STATED TASK: Could every line of the data be printed exactly as it reads?

RECORD EXTRACTS:
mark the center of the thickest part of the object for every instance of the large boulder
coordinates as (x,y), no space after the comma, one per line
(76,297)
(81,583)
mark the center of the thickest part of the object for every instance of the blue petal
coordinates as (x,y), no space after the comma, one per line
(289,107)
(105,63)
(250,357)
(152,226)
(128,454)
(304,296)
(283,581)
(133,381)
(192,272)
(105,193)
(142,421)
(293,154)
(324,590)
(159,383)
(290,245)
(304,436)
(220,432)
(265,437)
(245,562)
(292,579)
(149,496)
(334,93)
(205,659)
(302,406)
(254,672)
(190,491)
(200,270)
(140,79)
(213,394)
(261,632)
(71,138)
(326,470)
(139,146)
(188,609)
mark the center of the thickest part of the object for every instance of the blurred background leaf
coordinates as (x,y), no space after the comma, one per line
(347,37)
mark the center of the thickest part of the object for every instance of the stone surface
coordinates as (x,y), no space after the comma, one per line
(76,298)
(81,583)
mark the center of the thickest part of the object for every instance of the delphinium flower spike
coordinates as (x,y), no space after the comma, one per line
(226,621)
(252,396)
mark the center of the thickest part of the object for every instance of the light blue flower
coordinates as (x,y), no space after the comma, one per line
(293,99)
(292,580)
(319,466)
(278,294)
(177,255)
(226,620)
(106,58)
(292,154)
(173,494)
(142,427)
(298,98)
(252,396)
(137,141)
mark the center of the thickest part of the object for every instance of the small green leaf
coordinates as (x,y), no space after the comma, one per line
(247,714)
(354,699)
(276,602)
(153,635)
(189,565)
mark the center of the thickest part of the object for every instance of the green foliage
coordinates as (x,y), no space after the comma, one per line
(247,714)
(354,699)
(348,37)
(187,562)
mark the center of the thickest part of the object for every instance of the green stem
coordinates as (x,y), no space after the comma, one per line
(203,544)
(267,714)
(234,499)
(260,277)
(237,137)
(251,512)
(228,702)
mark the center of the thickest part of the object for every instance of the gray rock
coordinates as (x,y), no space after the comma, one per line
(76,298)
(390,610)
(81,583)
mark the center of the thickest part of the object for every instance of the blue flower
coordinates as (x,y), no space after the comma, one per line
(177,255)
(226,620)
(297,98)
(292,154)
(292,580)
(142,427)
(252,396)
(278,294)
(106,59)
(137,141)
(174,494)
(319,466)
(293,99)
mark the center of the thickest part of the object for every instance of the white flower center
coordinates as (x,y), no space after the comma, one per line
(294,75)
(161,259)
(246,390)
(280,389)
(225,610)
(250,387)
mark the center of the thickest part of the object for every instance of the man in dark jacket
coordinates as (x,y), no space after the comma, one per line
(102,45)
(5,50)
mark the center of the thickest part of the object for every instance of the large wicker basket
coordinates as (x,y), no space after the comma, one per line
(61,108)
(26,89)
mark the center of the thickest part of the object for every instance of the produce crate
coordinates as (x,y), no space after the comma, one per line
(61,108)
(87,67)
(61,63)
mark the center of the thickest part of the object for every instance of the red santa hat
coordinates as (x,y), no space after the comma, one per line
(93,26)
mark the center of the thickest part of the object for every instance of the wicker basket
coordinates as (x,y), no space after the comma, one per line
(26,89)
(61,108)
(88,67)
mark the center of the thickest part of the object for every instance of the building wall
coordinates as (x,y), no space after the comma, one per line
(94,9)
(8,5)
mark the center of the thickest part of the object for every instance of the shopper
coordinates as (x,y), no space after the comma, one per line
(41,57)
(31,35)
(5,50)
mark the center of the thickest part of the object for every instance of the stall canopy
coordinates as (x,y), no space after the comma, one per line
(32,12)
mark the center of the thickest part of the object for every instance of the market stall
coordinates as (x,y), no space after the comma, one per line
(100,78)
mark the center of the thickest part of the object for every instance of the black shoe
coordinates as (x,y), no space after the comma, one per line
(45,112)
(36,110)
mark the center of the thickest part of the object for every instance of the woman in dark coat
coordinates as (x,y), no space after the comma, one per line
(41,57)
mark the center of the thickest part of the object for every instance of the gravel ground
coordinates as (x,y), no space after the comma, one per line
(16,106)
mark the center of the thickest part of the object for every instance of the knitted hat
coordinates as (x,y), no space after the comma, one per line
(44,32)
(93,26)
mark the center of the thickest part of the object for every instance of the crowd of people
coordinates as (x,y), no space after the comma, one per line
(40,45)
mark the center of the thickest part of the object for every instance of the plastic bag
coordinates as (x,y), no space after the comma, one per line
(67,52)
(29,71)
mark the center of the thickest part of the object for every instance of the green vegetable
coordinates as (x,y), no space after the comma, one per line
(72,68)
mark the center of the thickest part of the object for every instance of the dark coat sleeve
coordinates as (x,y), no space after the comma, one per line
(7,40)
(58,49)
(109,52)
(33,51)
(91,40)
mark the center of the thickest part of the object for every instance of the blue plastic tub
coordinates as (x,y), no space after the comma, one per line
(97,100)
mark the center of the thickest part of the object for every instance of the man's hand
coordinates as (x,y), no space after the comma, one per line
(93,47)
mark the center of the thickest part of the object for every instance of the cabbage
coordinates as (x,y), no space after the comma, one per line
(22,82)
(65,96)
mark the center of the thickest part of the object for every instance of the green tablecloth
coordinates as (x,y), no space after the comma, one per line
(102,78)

RESULT OF THE EXERCISE:
mark the center of the thickest part of the object for every instance of the large boulder
coordinates as (x,y), no space after the comma, one per line
(76,297)
(81,583)
mark the center of the thickest part of the object for every instance of the blue petal
coordinates as (x,y), no space after the comma, one per line
(289,107)
(105,63)
(250,357)
(152,226)
(128,454)
(304,296)
(283,581)
(133,381)
(192,272)
(105,193)
(142,421)
(293,154)
(324,590)
(159,383)
(290,245)
(304,436)
(220,432)
(265,437)
(245,562)
(292,579)
(149,496)
(334,93)
(205,659)
(302,406)
(254,672)
(190,491)
(200,270)
(140,79)
(213,394)
(261,632)
(71,138)
(326,470)
(139,146)
(188,609)
mark the center of the thickest part of the object for every instance of the blurred background leaf
coordinates as (x,y), no space after the comma, one per line
(347,37)
mark the center of the thickest part of the object for every instance of the stone surface
coordinates as (x,y), no space after the comma, one per line
(76,298)
(81,583)
mark the center of the thickest part of the object for every instance of the delphinium flower spike
coordinates as (x,y), no space after the comma, one per line
(226,621)
(252,396)
mark the center of the thickest part of the object for every instance of the light blue flower
coordinates as (x,y), no space after the comma, one per line
(293,99)
(292,580)
(319,466)
(278,294)
(177,255)
(226,620)
(106,58)
(292,154)
(173,494)
(142,427)
(298,98)
(252,396)
(137,141)
mark the center of the thickest part of the object for every instance of the small green leaf
coordinates as (x,y), no space after the comma, one per line
(247,714)
(354,699)
(276,602)
(153,635)
(189,565)
mark the center of the thickest part of the object for every instance of the green foliage
coordinates as (x,y), no space after the comma, one per line
(247,714)
(354,699)
(348,37)
(187,562)
mark the center of the thickest part of the object for every instance of the green stem
coordinates as (x,y), no space after the comma, one per line
(203,544)
(267,714)
(234,499)
(260,277)
(237,137)
(251,512)
(228,702)
mark the center of the thickest part of the object for every instance of the gray rock
coordinates as (x,y), no space after the comma, one per line
(76,298)
(390,610)
(81,583)
mark the center of the thickest part of the object for every instance of the blue flower
coordinates as (x,y), no space after the comma, one per line
(177,255)
(226,620)
(297,98)
(292,154)
(292,580)
(142,427)
(252,396)
(278,294)
(106,59)
(137,141)
(174,494)
(319,466)
(293,99)
mark the center of the thickest part of the object for every instance of the white flower center
coordinates as (x,y), no space after the comma, one per line
(294,75)
(161,259)
(246,390)
(280,389)
(225,610)
(250,387)
mark the center of the thickest part of the object for every instance of the man in dark jacket
coordinates as (x,y), no space after the comma, one per line
(102,45)
(5,50)
mark the center of the thickest part of the object for every instance of the large wicker basket
coordinates as (x,y), no space after the comma, one per line
(61,108)
(26,89)
mark the center of the thickest part of the object for every instance of the produce crate
coordinates as (x,y), no space after the comma, one per line
(61,108)
(87,67)
(61,63)
mark the center of the thickest part of the object for every instance of the red santa hat
coordinates as (x,y), no space after the comma, one per line
(93,26)
mark the center of the thickest part of the object for every instance of the wicker basket
coordinates as (x,y), no space after the comma, one per line
(26,89)
(61,108)
(88,67)
mark the center of the thickest part of the object for every instance of the building wall
coordinates as (x,y), no space after the comma, one per line
(94,9)
(8,5)
mark the center of the thickest part of the object for every instance of the shopper
coordinates as (x,y), no space after the comma, one per line
(41,57)
(31,35)
(5,50)
mark the center of the thickest part of the object for every instance of the stall canopy
coordinates as (x,y), no space after the comma, one per line
(32,12)
mark the center of the thickest part of the object for every instance of the market stall
coordinates as (x,y), no space after the comma, one per line
(100,78)
mark the center of the thickest part of the object for every instance of the black shoe
coordinates as (x,y), no space after the comma, one per line
(45,112)
(36,110)
mark the center of the thickest part of the object for every instance of the woman in dark coat
coordinates as (x,y), no space after the comma, one per line
(41,57)
mark the center of the thickest part of the object for every instance of the gravel ground
coordinates as (x,y), no space after the comma, one per line
(16,106)
mark the center of the thickest part of the object for every instance of the knitted hat
coordinates as (x,y), no space after the comma, one per line
(44,32)
(93,26)
mark the center of the thickest part of the object for every instance of the crowd of people
coordinates as (x,y), no space after the comma, one per line
(40,45)
mark the center of the thickest part of the object for every instance of the plastic bag
coordinates as (x,y), no space after the comma, one per line
(67,52)
(29,71)
mark the center of the thickest part of the object for every instance of the green vegetable
coordinates as (x,y), no space after the comma, one per line
(72,68)
mark the center of the thickest part of the object for every instance of the dark coat sleeve
coordinates as (x,y), no space after the comma, one per line
(7,40)
(58,49)
(109,52)
(33,51)
(91,40)
mark the center of the thickest part of the object for every instance of the blue plastic tub
coordinates as (x,y), no space after the comma, one per line
(97,100)
mark the center of the thickest part of the object for every instance of the man's hand
coordinates as (x,y), no space after the comma, one per line
(93,47)
mark the center of the thickest part of the object for every instance of the cabbage
coordinates as (x,y), no space after the comma, one per line
(22,82)
(65,96)
mark the center of the thickest part of the object for every instance of the green tablecloth
coordinates as (x,y), no space after the comma, one per line
(102,78)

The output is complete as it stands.